## Try it
In how many lines of the records does the string "rubber" appear? State only the number.

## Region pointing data
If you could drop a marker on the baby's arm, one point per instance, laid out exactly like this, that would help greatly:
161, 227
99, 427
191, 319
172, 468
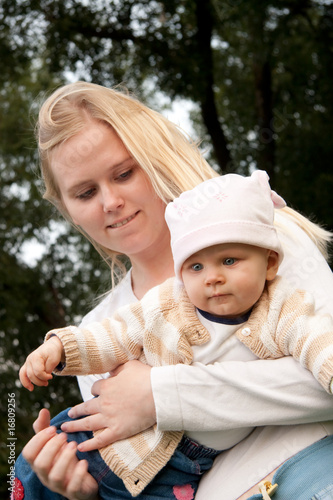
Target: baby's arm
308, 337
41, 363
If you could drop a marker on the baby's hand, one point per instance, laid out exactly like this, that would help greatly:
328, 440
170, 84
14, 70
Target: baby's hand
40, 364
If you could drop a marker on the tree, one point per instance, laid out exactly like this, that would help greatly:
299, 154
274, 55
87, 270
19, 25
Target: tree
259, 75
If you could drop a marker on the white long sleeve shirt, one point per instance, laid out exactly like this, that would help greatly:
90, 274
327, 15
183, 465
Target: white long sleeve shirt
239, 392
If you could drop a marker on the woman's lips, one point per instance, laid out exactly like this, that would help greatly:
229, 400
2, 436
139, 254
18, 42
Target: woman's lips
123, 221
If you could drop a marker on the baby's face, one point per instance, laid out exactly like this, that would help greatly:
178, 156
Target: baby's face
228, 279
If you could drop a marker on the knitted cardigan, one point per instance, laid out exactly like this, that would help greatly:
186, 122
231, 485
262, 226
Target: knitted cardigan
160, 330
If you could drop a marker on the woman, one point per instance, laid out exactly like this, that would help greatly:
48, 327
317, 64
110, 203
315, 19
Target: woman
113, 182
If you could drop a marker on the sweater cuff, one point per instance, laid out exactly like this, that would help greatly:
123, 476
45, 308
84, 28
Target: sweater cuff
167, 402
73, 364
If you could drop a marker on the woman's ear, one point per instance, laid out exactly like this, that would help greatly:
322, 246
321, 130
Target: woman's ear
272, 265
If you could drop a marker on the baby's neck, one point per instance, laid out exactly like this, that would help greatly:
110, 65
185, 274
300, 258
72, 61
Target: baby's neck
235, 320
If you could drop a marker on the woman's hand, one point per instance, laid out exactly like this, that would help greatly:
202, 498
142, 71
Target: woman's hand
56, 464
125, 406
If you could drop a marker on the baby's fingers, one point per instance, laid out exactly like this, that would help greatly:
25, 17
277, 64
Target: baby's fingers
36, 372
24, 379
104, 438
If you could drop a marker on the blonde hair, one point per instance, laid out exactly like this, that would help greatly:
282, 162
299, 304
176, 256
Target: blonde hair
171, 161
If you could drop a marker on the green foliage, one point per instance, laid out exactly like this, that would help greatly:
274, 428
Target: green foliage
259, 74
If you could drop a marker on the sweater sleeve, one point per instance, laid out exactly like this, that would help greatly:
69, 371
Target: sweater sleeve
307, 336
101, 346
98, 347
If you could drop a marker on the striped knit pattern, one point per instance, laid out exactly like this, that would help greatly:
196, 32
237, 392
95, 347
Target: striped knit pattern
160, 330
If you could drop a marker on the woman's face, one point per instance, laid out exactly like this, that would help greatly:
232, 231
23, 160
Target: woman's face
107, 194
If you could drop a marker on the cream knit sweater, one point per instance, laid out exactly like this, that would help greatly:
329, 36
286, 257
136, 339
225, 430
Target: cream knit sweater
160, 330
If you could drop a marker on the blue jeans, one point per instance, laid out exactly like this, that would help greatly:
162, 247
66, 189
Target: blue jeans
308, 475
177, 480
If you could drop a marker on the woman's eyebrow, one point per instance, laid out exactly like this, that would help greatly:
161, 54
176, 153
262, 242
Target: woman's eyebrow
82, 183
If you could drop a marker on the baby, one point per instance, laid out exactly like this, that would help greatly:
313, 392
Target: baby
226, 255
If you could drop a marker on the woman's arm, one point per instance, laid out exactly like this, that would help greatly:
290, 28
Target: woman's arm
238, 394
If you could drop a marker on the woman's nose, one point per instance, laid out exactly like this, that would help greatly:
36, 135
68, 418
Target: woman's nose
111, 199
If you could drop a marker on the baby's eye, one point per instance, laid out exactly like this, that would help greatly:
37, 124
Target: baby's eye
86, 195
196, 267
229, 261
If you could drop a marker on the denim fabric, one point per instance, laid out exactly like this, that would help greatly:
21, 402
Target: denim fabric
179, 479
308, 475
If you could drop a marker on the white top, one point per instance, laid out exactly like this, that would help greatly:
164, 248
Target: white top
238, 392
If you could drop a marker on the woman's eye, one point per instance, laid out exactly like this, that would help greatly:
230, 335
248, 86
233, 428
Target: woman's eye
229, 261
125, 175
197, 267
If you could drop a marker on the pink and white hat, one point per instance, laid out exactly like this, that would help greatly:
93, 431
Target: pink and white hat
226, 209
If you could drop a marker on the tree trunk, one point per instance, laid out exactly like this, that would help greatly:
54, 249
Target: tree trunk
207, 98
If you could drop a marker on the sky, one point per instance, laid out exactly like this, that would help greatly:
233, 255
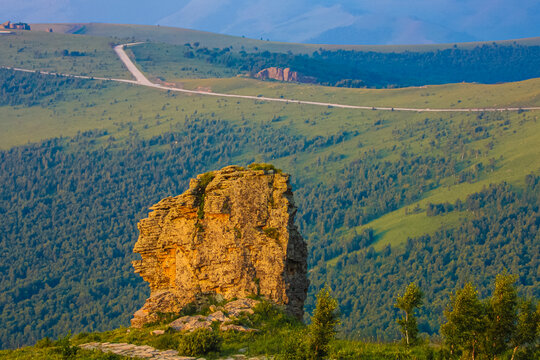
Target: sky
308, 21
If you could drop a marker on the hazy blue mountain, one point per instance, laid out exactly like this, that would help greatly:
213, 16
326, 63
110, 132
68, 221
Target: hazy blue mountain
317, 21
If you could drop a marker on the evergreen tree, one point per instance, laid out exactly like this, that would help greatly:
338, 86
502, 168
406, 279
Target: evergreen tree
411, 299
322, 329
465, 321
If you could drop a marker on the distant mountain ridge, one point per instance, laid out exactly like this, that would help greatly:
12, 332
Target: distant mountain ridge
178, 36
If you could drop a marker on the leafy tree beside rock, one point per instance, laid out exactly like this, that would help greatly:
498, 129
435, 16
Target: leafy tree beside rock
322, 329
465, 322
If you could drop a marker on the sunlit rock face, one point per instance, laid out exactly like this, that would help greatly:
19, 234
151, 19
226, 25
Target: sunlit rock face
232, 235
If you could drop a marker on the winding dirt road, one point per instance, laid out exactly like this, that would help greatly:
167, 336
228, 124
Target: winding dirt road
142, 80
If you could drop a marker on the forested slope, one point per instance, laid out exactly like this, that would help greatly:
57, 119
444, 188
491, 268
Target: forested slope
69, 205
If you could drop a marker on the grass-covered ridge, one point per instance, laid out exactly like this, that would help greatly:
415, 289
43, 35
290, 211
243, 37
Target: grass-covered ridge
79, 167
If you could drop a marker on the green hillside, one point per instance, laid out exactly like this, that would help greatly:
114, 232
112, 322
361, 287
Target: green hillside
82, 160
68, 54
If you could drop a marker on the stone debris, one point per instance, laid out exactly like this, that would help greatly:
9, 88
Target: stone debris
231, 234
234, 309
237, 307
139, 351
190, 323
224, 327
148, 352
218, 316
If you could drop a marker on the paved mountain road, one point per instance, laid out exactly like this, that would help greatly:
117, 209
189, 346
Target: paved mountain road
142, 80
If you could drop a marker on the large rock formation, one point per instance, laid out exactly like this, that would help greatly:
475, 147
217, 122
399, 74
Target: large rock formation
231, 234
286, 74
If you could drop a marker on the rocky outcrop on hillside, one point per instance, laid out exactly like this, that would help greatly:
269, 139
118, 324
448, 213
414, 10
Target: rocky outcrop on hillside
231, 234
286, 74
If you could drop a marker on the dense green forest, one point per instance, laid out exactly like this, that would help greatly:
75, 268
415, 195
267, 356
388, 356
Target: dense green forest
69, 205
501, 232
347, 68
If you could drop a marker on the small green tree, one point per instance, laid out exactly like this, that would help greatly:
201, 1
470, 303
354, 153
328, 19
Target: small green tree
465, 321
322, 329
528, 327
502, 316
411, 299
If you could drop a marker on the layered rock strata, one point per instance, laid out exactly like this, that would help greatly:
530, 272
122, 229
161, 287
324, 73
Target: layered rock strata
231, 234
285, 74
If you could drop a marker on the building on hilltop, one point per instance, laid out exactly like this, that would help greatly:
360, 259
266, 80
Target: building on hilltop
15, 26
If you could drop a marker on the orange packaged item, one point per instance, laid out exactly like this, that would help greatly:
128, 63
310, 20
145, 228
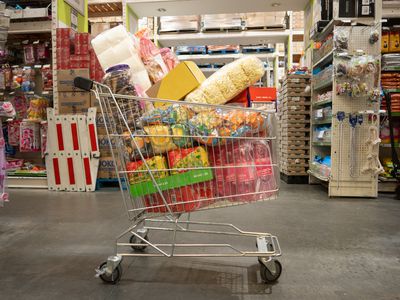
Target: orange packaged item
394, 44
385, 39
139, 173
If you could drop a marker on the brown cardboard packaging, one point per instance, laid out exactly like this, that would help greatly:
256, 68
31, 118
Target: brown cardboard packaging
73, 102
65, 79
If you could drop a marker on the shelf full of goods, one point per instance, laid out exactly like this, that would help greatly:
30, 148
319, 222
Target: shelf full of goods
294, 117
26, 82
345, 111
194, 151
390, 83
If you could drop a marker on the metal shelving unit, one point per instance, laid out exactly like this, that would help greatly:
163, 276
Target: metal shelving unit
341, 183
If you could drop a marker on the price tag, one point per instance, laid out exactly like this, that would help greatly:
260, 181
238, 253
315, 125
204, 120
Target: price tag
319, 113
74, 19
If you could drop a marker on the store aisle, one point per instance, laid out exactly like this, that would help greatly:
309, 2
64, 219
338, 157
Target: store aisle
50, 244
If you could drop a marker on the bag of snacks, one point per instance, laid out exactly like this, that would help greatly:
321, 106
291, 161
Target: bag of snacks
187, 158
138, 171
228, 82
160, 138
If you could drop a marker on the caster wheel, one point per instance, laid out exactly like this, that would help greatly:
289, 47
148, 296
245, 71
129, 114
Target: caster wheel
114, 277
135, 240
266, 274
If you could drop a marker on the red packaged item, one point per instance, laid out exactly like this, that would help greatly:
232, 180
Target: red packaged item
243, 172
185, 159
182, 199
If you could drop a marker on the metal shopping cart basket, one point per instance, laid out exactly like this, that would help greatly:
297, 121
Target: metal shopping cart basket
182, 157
* * *
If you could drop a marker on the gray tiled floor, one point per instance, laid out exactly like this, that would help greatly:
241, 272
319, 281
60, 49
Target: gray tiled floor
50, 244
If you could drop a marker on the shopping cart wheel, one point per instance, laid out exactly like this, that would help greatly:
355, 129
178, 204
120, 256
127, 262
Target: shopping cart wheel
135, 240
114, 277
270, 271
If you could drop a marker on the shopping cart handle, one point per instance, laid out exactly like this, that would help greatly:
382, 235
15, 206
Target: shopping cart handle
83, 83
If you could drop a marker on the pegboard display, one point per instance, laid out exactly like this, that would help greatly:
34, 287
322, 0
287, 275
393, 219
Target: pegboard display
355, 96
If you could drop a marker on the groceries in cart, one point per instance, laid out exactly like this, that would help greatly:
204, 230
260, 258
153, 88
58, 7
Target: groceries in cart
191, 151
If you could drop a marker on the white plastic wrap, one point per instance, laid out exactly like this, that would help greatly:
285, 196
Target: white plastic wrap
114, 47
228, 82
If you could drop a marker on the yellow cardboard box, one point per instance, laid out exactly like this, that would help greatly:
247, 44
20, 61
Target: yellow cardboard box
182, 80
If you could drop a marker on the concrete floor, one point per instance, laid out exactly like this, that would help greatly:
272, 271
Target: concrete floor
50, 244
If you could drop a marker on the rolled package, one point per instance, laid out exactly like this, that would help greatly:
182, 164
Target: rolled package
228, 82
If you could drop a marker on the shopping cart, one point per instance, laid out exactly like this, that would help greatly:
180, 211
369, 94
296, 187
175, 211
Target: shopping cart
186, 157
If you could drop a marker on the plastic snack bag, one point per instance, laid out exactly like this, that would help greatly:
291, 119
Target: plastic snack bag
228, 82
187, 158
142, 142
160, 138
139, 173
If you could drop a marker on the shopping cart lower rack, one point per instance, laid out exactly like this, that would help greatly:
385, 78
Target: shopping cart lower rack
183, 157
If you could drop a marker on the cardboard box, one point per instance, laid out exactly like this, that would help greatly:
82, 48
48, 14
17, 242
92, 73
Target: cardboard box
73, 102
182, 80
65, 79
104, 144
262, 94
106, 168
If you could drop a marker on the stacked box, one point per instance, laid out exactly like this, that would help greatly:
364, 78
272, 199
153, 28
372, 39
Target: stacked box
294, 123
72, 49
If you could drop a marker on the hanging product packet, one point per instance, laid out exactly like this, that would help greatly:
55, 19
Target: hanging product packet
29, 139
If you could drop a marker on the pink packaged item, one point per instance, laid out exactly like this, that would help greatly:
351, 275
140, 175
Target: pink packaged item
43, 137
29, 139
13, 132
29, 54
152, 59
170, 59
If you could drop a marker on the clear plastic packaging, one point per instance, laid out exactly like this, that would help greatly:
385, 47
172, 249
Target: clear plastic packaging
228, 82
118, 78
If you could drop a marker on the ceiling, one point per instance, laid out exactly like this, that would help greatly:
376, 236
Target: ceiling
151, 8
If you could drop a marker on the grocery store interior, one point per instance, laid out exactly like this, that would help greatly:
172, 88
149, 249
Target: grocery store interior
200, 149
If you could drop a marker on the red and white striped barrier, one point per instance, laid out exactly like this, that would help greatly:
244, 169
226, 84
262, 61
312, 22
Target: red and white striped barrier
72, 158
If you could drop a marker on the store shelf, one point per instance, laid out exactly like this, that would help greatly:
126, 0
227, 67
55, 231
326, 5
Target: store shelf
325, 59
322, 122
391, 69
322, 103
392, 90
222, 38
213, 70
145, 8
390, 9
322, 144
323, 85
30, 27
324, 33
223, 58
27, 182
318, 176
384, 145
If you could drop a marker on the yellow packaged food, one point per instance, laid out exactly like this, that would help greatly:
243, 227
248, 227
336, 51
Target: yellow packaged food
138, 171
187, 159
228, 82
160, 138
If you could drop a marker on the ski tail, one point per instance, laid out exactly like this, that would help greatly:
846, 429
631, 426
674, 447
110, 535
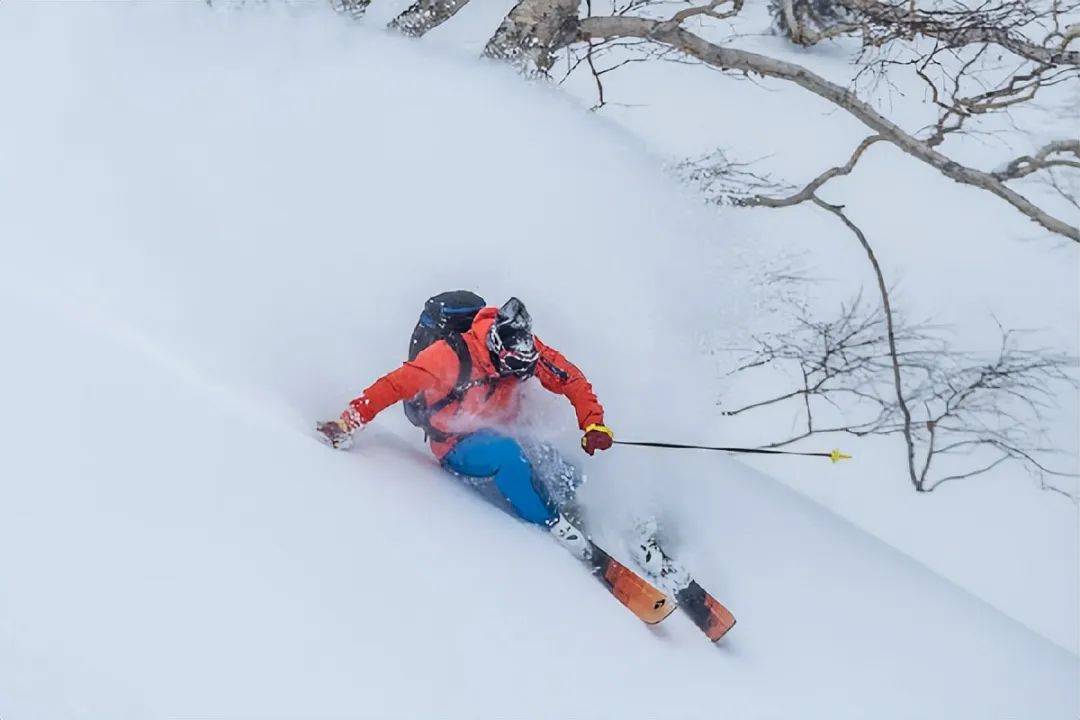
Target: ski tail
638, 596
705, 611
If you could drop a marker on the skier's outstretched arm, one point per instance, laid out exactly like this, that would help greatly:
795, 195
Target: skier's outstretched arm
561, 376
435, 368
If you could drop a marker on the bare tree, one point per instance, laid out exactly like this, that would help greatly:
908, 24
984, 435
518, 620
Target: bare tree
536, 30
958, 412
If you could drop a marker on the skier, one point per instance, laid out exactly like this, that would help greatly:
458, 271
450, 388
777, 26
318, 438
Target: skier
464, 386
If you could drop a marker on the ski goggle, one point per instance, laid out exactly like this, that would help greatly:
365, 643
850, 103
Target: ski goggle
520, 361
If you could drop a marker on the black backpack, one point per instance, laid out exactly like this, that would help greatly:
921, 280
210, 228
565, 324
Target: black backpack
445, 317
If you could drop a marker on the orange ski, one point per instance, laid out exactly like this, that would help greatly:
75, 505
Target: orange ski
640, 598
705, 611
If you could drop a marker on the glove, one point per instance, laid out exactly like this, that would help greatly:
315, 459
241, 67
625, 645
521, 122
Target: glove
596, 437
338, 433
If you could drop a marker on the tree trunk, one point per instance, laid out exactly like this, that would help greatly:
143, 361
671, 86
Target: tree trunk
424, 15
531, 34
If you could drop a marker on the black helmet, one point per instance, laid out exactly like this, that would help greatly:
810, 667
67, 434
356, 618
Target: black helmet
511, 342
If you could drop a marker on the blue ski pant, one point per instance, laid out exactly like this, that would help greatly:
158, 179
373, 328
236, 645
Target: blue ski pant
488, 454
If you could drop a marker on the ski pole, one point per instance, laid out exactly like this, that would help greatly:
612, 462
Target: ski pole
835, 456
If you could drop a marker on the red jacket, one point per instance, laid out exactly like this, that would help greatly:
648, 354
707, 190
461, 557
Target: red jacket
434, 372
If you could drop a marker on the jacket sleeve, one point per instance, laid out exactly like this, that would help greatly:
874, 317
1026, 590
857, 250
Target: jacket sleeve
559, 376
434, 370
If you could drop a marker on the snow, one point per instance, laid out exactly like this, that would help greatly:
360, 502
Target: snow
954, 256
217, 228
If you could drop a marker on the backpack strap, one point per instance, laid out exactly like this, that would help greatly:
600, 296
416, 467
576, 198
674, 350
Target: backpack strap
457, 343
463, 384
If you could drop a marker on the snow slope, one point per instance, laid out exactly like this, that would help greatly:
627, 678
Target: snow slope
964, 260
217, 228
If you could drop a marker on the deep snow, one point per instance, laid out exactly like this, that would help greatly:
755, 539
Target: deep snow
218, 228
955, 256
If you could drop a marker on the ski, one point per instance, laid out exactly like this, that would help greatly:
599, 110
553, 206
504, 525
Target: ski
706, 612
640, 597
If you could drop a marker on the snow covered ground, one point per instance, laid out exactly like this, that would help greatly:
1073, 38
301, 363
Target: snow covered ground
...
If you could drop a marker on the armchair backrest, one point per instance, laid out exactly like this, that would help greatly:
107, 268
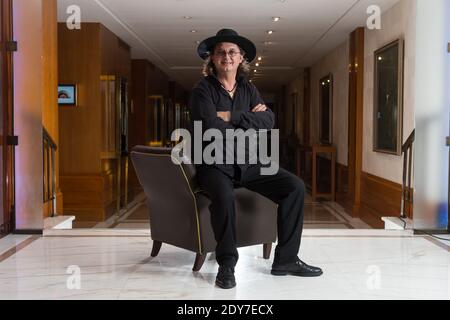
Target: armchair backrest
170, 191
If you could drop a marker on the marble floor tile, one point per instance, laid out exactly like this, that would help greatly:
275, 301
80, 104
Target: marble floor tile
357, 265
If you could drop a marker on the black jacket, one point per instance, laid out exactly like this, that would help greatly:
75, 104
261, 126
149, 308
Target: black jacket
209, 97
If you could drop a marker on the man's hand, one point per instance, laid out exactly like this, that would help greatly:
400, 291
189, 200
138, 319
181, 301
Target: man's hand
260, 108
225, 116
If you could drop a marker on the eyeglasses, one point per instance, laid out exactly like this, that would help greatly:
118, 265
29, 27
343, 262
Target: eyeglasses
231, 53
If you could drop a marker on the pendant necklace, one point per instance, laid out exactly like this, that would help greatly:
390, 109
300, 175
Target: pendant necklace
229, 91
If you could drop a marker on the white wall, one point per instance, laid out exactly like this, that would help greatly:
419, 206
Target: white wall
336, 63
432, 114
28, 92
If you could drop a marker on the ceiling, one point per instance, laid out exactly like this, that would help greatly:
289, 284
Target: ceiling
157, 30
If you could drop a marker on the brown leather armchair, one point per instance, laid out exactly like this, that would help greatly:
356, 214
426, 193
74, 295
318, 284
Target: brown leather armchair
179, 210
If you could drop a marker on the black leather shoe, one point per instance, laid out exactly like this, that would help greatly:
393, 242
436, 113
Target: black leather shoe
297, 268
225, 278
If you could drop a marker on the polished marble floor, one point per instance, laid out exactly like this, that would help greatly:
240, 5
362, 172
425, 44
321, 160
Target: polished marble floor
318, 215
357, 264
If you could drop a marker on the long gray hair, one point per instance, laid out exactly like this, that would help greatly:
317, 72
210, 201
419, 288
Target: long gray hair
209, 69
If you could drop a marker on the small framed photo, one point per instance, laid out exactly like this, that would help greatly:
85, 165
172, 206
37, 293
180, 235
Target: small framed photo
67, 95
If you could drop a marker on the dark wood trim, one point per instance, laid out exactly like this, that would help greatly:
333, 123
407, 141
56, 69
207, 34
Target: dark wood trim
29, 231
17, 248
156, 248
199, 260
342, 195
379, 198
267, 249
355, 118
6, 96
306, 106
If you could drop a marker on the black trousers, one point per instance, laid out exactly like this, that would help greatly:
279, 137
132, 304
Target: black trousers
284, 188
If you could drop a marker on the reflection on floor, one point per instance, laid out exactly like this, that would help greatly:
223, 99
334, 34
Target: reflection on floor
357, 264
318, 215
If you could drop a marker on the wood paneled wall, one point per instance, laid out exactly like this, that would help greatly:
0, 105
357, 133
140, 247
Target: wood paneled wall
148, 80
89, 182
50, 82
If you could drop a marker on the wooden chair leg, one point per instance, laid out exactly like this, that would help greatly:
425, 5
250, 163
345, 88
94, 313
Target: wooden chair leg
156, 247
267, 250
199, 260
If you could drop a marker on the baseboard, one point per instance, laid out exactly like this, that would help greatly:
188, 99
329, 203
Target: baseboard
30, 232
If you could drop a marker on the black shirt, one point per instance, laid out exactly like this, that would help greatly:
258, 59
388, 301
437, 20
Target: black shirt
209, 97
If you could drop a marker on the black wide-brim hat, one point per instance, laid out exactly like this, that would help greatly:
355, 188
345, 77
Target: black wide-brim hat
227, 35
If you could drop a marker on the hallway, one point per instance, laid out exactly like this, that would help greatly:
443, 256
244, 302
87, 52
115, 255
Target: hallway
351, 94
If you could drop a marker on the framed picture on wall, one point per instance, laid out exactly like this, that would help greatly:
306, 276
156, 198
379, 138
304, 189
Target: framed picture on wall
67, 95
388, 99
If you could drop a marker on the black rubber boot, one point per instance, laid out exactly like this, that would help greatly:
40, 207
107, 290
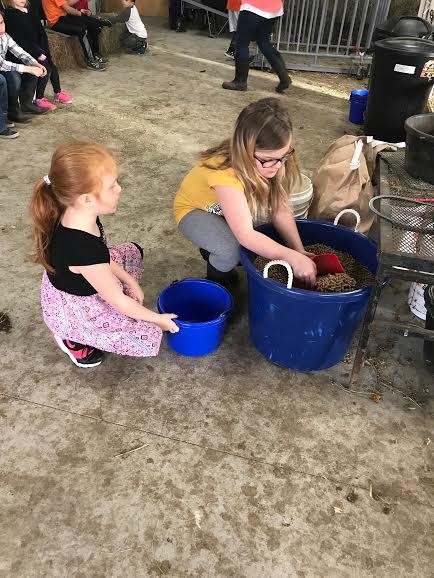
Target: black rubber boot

## Response to this exercise
2